Hidup kita adalah bersosial, bermasyarakat, dimana kita dengan mereka adalah satu nasib, satu tekad sebagai bangsa Indonesia. Adalah juga menjadi keharusan untuk merawat tatanan sosial tersebut yang dibangun berdasarkan persaudaraan seagama, persaudaraan sedarah, persaudaraan sebangsa, persaudaraan seketurunan.
Hingga kita mengenali tatanan sosial ini adalah hubungan yang dilakukan oleh antar individu atau kelompok yang memiliki ikatan kuat, biasanya yang memiliki ikatan darah, ideologi, atau kesamaan daerah asal (gesselschaft), disamping itu kehidupan sosial kita diikat oleh satu ikatan paguyuban (gemeinschaft), ciri dari masyarakat di seluruh peloksok Nusantara.
Persoalan Sosial Kita
Mata kita, sering melihat potret kemiskinan dan keterbelakangan di hampir peloksok kampung dan di pojok-pojok kota. Kaum marjinal secara ekonomi dan strata sosial turut memperlihatkan kondisi tersebut.
Masih ada pengemis jalanan, anak-anak yatim terlantar, janda-janda tua yang kesepian ditinggal anak-anaknya yang keluar mencari penghidupan, sendiri dalam kehampaan dan kemiskinan.
※ ※ ※
Tugas: Tuliskan lanjutan teks tentang tatanan sosial dan kemiskinan di atas, dimulai tepat setelah kalimat terakhirnya. Baris data di bawah ini diambil dari sumber yang berbeda.

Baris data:
※ ※ ※
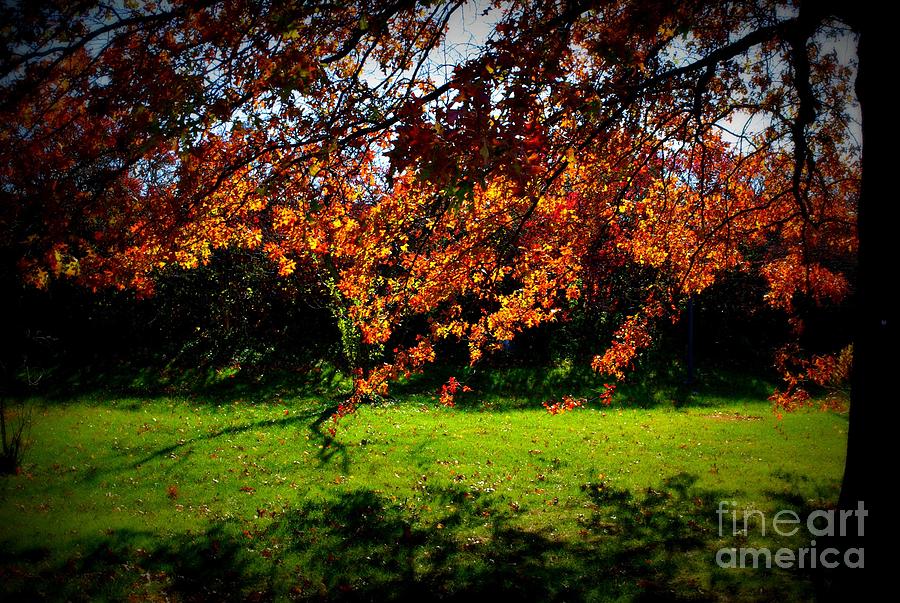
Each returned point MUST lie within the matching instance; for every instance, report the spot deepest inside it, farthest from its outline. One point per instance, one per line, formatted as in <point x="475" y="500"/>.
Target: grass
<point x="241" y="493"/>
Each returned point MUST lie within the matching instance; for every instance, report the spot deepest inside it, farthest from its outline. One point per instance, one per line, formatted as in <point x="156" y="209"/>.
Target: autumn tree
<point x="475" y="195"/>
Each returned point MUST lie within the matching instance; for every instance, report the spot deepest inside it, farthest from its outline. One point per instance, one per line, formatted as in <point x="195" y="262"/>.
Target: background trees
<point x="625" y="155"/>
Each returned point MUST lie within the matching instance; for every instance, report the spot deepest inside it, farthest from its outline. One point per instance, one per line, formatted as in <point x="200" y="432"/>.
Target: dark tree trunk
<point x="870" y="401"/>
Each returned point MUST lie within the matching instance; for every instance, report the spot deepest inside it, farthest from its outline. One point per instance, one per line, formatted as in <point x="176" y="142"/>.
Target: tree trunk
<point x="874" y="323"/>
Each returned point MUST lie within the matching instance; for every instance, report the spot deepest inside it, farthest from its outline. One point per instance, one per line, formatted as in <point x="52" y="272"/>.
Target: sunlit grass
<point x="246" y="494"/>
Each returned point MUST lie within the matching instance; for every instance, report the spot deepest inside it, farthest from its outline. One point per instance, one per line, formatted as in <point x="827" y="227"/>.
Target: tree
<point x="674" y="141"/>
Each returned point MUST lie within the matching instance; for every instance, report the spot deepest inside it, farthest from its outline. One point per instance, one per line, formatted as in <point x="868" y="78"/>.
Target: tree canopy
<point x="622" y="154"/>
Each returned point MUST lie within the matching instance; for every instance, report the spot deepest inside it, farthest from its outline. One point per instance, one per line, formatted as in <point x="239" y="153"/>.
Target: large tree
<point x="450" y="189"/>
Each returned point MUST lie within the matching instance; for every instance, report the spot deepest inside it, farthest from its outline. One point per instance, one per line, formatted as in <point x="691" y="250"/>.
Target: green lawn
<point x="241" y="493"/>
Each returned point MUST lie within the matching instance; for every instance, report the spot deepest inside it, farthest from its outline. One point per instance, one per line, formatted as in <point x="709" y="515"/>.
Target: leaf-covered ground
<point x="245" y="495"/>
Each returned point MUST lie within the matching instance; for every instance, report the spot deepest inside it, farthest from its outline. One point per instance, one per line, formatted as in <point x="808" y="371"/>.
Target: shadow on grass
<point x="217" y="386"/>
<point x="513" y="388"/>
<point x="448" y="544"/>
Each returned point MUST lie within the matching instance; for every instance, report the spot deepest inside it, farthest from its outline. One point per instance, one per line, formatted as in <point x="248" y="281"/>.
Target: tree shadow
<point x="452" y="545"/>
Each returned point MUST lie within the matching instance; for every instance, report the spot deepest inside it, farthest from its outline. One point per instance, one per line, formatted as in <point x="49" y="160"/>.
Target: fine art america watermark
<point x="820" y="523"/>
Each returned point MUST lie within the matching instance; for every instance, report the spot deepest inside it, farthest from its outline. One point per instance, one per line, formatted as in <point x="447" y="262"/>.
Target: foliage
※ ※ ※
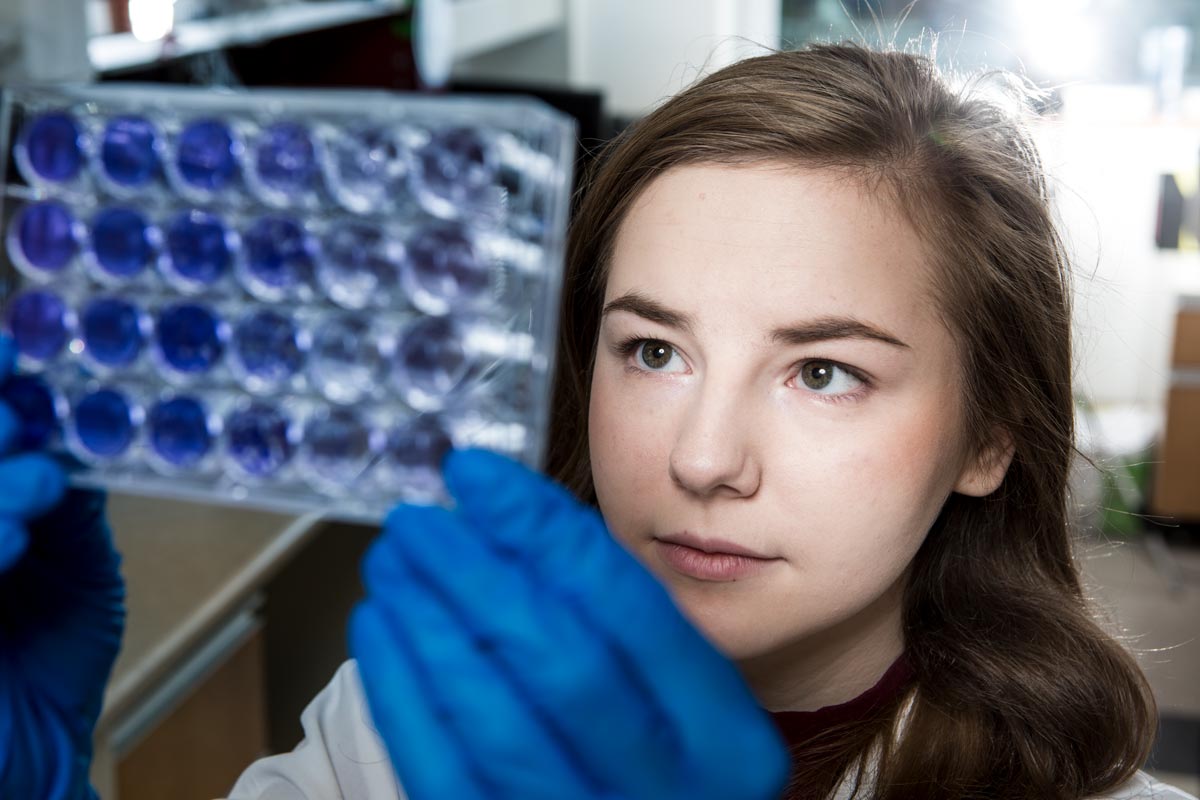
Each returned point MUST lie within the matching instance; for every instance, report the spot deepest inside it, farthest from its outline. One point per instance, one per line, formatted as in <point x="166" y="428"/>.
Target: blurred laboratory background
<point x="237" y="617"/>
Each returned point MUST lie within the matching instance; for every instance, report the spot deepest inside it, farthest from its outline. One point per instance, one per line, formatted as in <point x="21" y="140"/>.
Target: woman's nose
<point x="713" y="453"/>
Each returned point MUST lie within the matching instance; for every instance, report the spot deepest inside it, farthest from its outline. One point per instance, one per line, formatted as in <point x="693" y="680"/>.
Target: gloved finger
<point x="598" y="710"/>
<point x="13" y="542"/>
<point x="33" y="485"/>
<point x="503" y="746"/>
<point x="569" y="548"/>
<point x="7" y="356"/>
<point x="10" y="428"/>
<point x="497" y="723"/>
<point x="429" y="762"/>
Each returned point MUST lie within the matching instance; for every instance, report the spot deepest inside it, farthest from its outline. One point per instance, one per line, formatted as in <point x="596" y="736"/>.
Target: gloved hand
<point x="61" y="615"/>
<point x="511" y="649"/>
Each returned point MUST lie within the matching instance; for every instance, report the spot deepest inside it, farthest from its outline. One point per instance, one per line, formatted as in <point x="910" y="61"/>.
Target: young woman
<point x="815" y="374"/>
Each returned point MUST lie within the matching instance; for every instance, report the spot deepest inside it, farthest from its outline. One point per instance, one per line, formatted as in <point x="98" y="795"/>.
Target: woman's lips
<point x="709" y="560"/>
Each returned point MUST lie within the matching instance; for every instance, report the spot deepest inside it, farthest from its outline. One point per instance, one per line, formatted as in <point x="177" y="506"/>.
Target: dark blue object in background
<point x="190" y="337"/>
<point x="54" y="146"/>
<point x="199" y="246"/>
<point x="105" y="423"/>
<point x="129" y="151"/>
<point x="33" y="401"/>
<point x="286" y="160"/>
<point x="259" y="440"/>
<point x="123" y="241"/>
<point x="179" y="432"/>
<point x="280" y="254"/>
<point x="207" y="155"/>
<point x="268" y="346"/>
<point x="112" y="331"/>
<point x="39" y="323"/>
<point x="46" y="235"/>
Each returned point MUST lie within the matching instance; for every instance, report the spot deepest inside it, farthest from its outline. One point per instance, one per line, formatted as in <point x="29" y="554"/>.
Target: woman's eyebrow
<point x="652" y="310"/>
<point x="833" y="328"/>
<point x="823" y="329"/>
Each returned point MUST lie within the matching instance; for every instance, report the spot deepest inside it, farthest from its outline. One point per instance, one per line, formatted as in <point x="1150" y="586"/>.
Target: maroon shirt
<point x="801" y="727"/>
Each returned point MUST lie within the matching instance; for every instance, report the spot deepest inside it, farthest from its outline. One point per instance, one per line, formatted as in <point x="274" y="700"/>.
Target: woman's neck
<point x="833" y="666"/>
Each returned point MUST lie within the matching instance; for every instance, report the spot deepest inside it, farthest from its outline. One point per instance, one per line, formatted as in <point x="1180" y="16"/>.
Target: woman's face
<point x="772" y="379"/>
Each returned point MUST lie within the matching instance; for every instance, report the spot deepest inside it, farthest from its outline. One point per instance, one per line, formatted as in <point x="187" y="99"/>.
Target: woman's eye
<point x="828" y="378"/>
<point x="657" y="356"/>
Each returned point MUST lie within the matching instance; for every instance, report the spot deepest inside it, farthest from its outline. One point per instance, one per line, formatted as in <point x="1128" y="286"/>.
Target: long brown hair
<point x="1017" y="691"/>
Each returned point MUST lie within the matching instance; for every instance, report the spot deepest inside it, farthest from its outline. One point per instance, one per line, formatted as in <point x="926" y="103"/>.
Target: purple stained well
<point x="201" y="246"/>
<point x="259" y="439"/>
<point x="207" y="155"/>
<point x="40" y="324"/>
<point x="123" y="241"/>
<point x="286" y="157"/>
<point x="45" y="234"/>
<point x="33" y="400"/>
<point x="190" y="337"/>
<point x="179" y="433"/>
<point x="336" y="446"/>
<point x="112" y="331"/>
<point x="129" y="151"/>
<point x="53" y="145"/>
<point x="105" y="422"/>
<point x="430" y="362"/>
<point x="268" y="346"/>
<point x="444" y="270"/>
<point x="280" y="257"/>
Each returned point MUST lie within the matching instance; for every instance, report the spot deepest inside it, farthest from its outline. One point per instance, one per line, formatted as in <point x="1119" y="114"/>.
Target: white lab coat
※ ※ ※
Hasil Akhir:
Kita juga masih menemukan, orang-orang yang terkena penyakit, didera sendiri karena untuk biaya kesehatan tak terjangkau akibat tidak mengikuti iuran BPJS, hingga pun bernasib sama ketika ibu-ibu hamil yang suaminya berpendapatan rendah tak sanggup iuran, ditemukan mati akibat persalinan yang tidak normal, karena juga terhalang biaya persalinan di rumah sakit.
Kehadiran Negara
Negara, sejak berdirinya sudah mencantumkan dasar pembelaannya atas warganya dengan adanya pasal 34 yang jelas mengatur soal kemakmuran, keadilan sosial dan kesetaraan antar warga.
Pasal 34 dari Bab XIV yaitu Perekonomuan Nasional dan Kesejahteraan Sosial, begitu jelas mengatur ini.
- Fakir miskin dan anak-anak terlantar dipelihara oleh negara.
- Negara mengembangkan sistem jaminan sosial bagi seluruh rakyat dan memberdayakan masyarakat yang lemah dan tidak mampu sesuai dengan martabat kemanusiaan.
- Negara bertanggung jawab atas penyediaan fasilitas pelayanan kesehatan dan fasilitas pelayanan umum yang ketentuan lebih lanjut mengenai pelaksanaan pasal ini diatur dalam undang-undang.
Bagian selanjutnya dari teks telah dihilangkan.